### Exercise prompt
Turn the rows below, from the line containing "Locate the black race" through the end of the rows, into a numbered list with blank lines omitted. Leave the pictures out.

## begin Extracted material

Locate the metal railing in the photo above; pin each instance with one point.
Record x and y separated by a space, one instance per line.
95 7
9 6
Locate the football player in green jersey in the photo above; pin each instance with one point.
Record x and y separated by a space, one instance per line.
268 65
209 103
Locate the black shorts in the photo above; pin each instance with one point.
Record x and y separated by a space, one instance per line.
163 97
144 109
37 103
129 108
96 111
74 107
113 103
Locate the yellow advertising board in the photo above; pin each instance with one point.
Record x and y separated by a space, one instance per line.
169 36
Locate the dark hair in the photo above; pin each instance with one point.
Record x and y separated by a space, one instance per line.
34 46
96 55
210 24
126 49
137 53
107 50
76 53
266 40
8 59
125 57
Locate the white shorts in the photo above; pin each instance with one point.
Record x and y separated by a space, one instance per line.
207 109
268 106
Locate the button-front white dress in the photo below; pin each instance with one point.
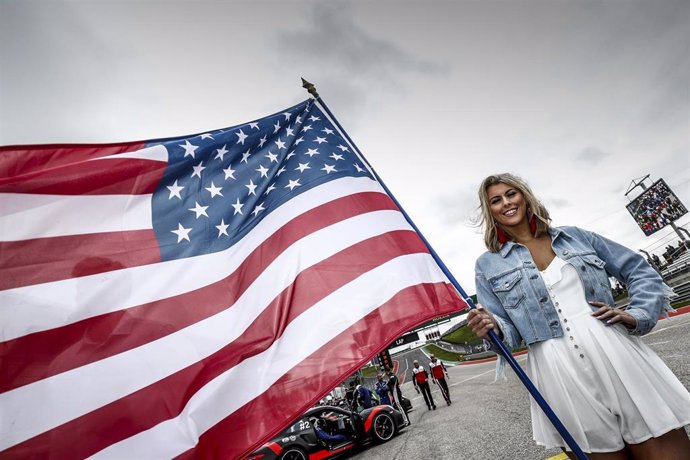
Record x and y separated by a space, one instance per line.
605 385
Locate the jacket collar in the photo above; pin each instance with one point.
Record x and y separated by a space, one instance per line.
554 232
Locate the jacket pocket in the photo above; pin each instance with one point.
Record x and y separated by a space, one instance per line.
508 288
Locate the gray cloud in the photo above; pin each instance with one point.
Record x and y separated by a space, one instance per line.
341 54
590 156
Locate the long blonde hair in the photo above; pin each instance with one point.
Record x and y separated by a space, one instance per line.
533 205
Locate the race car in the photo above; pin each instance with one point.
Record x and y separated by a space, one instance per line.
327 431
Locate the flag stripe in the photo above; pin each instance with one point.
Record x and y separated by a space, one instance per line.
325 368
158 402
42 260
54 351
23 159
71 215
234 388
119 375
112 176
45 306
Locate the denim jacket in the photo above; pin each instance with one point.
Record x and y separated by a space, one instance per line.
509 285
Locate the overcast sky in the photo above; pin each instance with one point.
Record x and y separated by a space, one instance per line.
577 97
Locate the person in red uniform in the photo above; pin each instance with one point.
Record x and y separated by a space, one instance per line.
438 375
420 378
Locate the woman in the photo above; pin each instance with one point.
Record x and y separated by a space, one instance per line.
548 287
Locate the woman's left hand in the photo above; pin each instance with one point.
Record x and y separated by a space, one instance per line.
612 315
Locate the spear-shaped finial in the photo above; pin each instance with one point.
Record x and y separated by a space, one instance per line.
311 89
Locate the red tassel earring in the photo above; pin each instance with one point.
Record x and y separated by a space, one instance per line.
533 225
502 238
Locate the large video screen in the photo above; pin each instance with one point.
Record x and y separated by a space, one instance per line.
656 208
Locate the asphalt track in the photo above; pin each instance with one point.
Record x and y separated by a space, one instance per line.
492 420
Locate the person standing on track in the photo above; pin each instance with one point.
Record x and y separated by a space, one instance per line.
438 375
420 379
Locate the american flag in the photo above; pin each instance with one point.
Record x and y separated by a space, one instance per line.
189 297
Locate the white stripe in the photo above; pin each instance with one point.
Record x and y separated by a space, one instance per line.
155 152
27 216
31 409
45 306
229 392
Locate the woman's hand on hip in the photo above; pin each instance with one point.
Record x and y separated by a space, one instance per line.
611 315
481 321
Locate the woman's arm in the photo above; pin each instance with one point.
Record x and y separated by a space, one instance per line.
486 298
649 295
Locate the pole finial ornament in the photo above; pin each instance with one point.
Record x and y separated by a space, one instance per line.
311 89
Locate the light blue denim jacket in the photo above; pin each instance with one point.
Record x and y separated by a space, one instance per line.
509 285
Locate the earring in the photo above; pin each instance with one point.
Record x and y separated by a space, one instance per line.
533 225
500 234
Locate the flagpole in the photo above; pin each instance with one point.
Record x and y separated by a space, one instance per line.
311 89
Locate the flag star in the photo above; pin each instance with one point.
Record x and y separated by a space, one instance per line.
182 233
329 168
175 190
272 157
263 171
199 210
270 189
245 157
252 187
229 172
241 137
222 228
257 209
302 167
197 169
221 152
215 191
189 149
292 184
238 207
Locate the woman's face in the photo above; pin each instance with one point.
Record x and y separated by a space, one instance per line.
507 205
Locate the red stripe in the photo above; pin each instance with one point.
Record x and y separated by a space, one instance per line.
16 160
167 397
123 176
36 356
265 416
42 260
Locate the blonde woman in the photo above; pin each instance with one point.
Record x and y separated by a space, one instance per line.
549 288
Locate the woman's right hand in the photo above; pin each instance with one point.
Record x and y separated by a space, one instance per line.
481 321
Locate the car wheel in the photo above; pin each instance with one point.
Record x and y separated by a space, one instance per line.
293 453
384 427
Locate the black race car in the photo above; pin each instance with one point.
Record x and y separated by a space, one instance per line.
344 431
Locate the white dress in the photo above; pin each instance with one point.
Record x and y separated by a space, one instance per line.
605 385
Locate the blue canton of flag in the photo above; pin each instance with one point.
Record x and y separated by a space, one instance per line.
219 185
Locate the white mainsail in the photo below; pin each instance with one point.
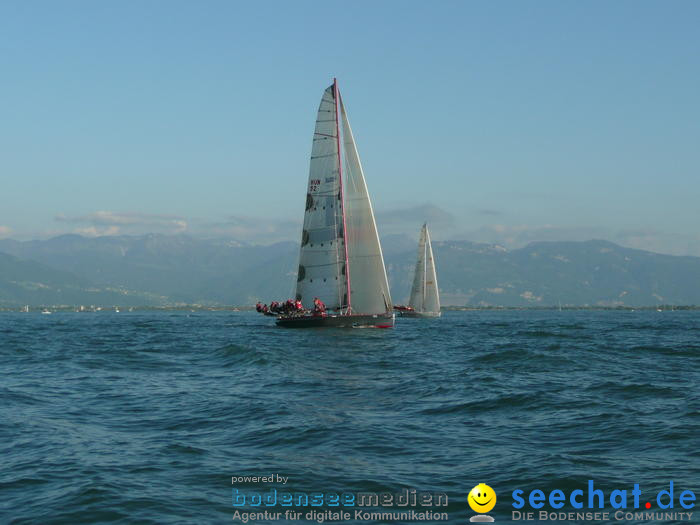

## end Extracted material

### Written solution
1. Locate the black race car in the photo above; pin each instance with one point.
2. Record x and y separated by a space, one instance per line.
3. 344 431
4. Locate the white dress in the photo above; pin each instance with one point.
5. Record x and y separated by a space, one instance per line.
6. 605 385
7. Locate the blue canton of flag in the photo above; pin each instance with one point.
8. Record x and y separated by a space, one instance per line.
9. 219 185
10. Locate the white mainsail in the photo below; pin each instance with one point.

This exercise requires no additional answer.